- Written exercise: In the post on the world's authority on Italian wine, who led the first tasting the writer attended at Vinitaly in 1984? Please give the name.

- Selected excerpt:
============================================================
Sunday, February 07, 2010

The World’s Authority on Italian Wine

When I first went to Vinitaly in 1984, I arrived with the single-minded energy (and arrogance) that I might just be one of the experts on Italian wine. Upon walking into a guided tasting by the Italian Sommelier Association, I quickly realized that I was nowhere near having any kind of voice of authority. All around me were people who had spent a lifetime in the ranks, learning, honing and refining their knowledge of a very complicated subject.

And so it goes, every time I walk into one of the pavilions at Vinitaly or attend a Gambero Rosso tasting. There are hundreds of folks who know the difference between Cappuccio and Mascalese, or Nebbiolo and Chiavennasca and surely, Prugnolo from Morellino.

This week in NY at the Vino2010 event was also one of those moments. This time, however, there were young and old alike, vying for their place on the ladder of preeminence. Is it any surprise in today’s emotional climate that there are so many people who do believe they are the world expert regarding Italian wine?


Chatting with a couple of wine guys who have achieved mastery (MS & MW), we kicked around the question of who might actually be the world’s authority on Italian wine. What would their qualifications be? How old might they be? Male or female? Native speaker or interloper?

There emerged several archetypal candidates. One is my memory of an older gentleman, Franco Tommaso Marchi, the sommelier who led that first tasting at Vinitaly a generation ago. I would read about him in the Civilta del Bere, really the only magazine at the time about Italian wine in English. He had many students and followers and seemed to be highly respected for his working knowledge of Italian wine from a sommelier’s perspective.

Another candidate might be an educator/consulting winemaker. There are quite a few of them around these days. Someone like an Attilio Scienza might fit that category – published, with a very nice way of understanding the layers of wine from the roots to the finished product. Someone who blends the historical with the practical and provides a path to a finished product. This archetype actually participates in the process and shares in the evolution as well as delving into what came before.

The wine evaluator, someone like a Luca Maroni or an Anthony Galloni, seems to exhibit a route for expertise, based upon tasting, evaluating, and ultimately sharing their knowledge and assessment to a large following. They move wine into the hands of many people, they propel the idea of Italian wine forward rapidly. They are influencers.
============================================================
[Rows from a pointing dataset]
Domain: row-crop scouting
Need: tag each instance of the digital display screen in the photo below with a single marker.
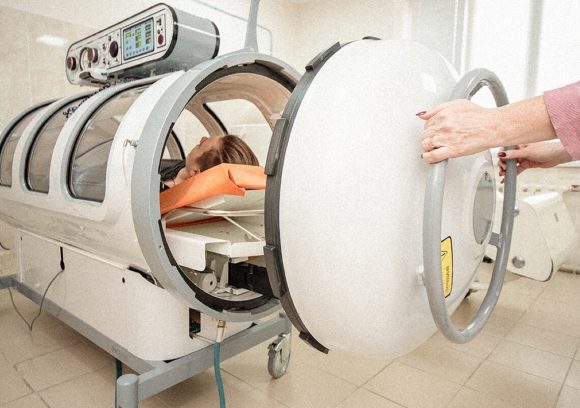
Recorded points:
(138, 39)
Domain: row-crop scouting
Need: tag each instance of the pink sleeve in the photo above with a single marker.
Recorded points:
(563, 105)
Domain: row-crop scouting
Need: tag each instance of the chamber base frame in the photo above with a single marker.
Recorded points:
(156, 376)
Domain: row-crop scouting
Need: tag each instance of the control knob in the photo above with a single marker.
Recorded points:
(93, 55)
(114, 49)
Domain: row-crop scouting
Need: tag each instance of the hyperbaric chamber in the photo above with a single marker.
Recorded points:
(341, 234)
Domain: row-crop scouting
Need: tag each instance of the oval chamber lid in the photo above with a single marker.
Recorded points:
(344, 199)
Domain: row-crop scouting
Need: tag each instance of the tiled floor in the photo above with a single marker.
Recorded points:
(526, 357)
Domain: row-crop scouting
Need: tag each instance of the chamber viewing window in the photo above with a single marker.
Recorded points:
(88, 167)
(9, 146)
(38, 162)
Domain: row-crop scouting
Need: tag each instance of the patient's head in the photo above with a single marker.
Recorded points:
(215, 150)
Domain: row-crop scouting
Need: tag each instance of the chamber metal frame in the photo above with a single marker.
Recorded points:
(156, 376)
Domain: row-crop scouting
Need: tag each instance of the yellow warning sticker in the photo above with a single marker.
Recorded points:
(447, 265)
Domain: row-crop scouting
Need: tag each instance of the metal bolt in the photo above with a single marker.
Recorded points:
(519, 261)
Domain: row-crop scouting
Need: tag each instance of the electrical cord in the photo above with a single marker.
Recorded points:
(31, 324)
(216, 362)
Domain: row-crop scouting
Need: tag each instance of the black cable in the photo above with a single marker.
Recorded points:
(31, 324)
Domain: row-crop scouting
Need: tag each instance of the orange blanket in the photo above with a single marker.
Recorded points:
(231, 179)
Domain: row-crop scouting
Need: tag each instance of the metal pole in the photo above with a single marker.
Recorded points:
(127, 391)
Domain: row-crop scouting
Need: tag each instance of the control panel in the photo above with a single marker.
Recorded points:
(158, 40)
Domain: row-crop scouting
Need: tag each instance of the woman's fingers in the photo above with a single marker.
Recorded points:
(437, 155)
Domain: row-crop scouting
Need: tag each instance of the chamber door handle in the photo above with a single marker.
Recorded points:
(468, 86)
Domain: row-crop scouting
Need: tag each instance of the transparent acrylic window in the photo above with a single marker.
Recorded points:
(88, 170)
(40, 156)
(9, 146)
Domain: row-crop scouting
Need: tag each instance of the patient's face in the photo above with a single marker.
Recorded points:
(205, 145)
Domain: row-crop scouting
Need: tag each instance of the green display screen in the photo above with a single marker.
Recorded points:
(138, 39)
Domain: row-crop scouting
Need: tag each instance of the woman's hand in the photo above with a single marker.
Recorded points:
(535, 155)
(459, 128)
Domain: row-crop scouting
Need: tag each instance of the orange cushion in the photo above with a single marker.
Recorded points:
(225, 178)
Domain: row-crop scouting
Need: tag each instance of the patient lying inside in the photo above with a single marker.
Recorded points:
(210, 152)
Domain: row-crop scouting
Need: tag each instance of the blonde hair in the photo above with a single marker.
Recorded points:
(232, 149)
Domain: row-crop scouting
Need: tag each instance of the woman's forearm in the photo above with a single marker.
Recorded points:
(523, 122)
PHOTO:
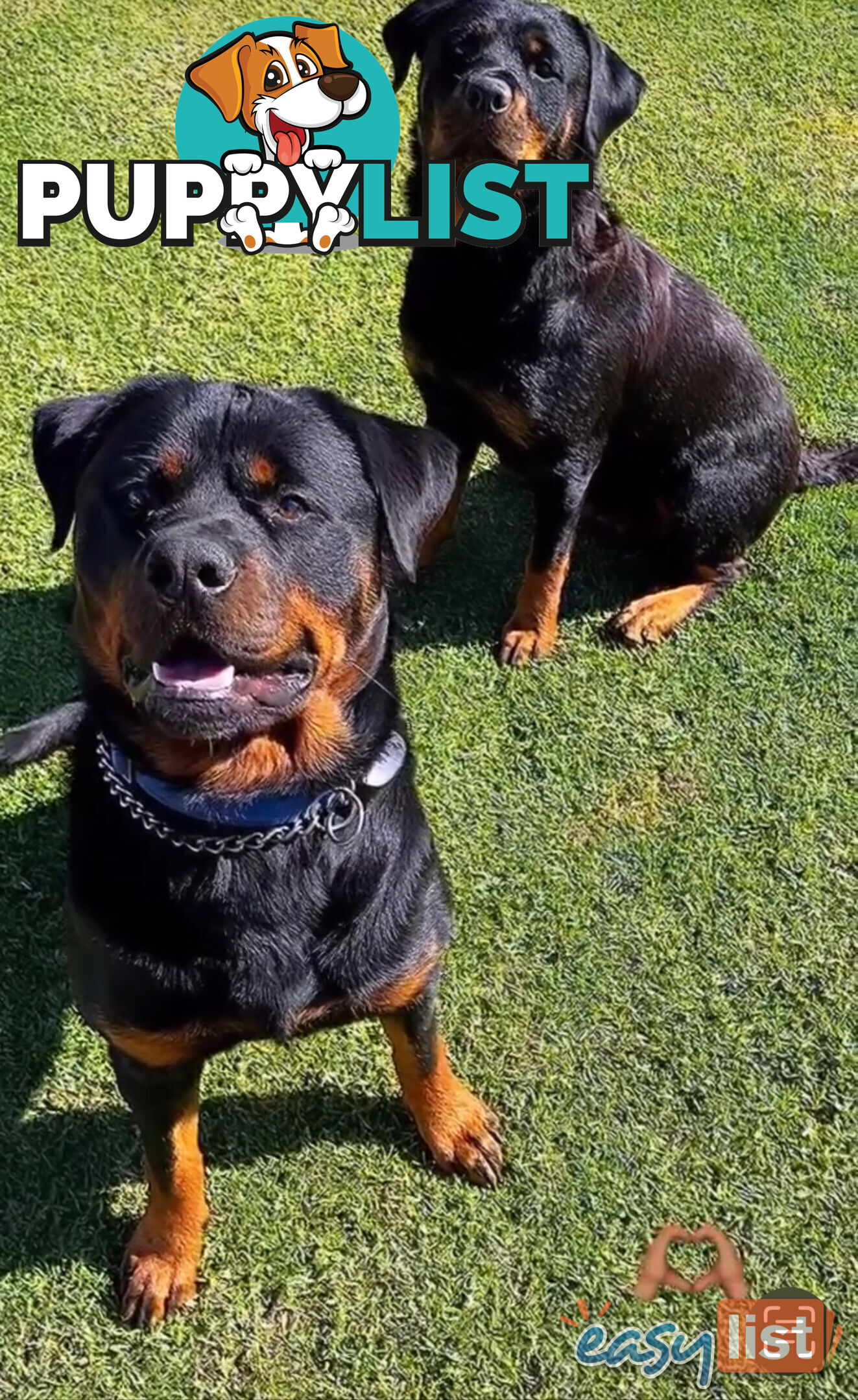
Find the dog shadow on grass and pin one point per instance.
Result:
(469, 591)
============================================================
- Response to this task: Franco Tommaso Marchi.